Tekstfragment:

4.1. De rechtbank heeft van haar bevoegdheid gebruik mogen maken om met toepassing van artikel 8:72, derde lid, aanhef en onder a, van de Algemene wet bestuursrecht de rechtsgevolgen van het besluit in stand te laten. De motivering voor de hoogte van de dwangsom heeft het college alsnog op de zitting gegeven en feitelijk onderbouwd met het overleggen van het bankafschrift. Uit deze motivering volgt dat het genoten voordeel € 1.400,00 per maand is. T&W Bouw en [appellant] hebben onvoldoende onderbouwd waarom het college niet mocht uitgaan van dit genoten voordeel. De dwangsom bedraagt € 1.000,00 per week en is daarmee groter dan het genoten voordeel. De rechtbank heeft daaruit mogen afleiden dat de dwangsom hoog genoeg was om te fungeren als financiële prikkel.

Geëxtraheerde gegevens:
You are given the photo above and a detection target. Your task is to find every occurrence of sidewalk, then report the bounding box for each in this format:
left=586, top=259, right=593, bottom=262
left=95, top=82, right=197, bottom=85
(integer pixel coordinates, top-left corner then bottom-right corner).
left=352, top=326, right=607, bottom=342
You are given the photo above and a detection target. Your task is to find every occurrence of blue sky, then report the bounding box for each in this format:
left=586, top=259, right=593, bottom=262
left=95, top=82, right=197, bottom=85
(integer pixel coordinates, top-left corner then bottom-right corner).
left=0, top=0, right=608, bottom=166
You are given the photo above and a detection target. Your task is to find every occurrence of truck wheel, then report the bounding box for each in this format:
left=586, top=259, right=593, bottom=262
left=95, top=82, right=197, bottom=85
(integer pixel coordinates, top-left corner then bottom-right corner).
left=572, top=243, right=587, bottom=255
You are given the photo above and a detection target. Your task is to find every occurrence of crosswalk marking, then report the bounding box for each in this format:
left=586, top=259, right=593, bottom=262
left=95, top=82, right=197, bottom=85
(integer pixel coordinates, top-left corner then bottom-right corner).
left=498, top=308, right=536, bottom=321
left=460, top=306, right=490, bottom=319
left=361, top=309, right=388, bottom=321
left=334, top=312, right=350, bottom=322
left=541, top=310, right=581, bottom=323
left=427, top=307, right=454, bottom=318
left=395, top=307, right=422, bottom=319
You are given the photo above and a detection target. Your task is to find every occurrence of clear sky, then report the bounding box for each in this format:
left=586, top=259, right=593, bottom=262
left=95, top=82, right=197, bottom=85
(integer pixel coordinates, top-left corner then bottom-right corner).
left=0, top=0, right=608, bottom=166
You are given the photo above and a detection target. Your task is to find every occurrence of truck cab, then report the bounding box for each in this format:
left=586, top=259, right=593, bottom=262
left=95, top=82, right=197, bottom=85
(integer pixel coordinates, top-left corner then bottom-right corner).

Opdracht 1:
Beantwoord deze vragen over het fragment over de dwangsom:
(a) Hoe groot is het genoten voordeel per maand?
(b) Met welk stuk heeft het college de motivering feitelijk onderbouwd?
(c) Welk bedrag per week geldt voor de dwangsom?
Opdracht 2: Pak het fragment over de dwangsom op na de laatste zin en schrijf het verder.
De gegevens hebben niets te maken met het fragment over de dwangsom.

Verwacht resultaat 1:
(a) € 1.400,00 per maand.
(b) Met het bankafschrift.
(c) € 1.000,00 per week.

Verwacht resultaat 2:
Het betoog slaagt niet.
Conclusie
5. Het hoger beroep is ongegrond. De uitspraak van de rechtbank wordt bevestigd.
6. Het college hoeft geen proceskosten te vergoeden.
Beslissing
De Afdeling bestuursrechtspraak van de Raad van State:
bevestigt de aangevallen uitspraak.
Aldus vastgesteld door mr. A. Kuijer, lid van de enkelvoudige kamer, in tegenwoordigheid van mr. R.M. Ahmady-Pikart, griffier.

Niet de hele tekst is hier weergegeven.